Simulate

Simulation

class pysimmmulator.simulate.Multisim

Provides capability to generate multiple runs on a single configuration

property get_data

Provies the iterable generator for simulaton final dataframes and channel ground truth ROI values

Parameters:

None

Returns:

iterable of final sim dataframes and channel ROI values

Return type:

data (iterable)

run(config: dict, runs: int) None
stash_outputs(final_df: DataFrame, channel_roi: dict)

Stores the final simulation dataframe as well as the ground truth channel ROI values for each run of the multiple simulations.

class pysimmmulator.simulate.Simulate(basic_params: BasicParameters = None, random_seed=None)

Takes input of basic params and provies either piece meal or single shot creation of MMM data using a config file

calculate_channel_roi(mmm_df: DataFrame) dict

Calculates the ROI for all channels, based on pre-generated spend and conversions data

Parameters:

mmm_df (pd.DataFrame) – Consolidated MMM DataFrame

Returns:

Channel ROI mapping

Return type:

dict

calculate_conversions(mmm_df: DataFrame) DataFrame

Calculates row wise values for conversions based on the noisy cvr and the adstocked media metric associated with each channel.

PROBLEM STATEMENT: From the simulation documentation above, transcribe the passage that starts at the words "iterable of final" and ends after "DataFrame, channel_roi: dict)".

DATA LINES:
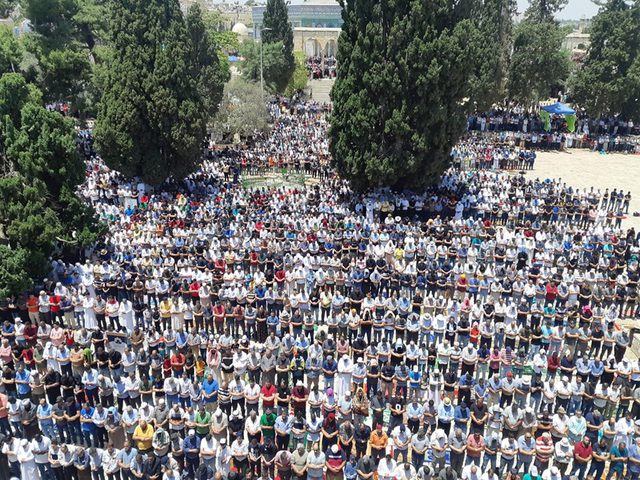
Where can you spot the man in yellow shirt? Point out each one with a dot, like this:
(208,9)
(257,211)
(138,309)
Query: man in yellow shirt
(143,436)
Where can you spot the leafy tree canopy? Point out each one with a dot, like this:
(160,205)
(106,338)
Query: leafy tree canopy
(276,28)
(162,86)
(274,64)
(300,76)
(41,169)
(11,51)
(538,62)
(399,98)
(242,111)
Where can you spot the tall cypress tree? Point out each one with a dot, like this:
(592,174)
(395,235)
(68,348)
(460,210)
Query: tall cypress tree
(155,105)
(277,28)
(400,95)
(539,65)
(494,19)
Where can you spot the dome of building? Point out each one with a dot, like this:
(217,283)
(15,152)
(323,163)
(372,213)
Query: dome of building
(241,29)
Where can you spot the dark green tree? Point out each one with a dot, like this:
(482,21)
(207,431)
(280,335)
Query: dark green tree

...

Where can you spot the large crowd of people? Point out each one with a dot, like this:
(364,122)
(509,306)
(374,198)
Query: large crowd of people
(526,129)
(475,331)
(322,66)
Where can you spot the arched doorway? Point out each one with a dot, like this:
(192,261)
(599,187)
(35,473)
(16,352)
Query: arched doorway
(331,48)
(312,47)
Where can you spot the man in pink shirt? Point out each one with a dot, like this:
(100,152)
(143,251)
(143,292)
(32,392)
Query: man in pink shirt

RESPONSE TO THE EXERCISE:
iterable of final sim dataframes and channel ROI values

Return type:

data (iterable)

run(config: dict, runs: int) None
stash_outputs(final_df: DataFrame, channel_roi: dict)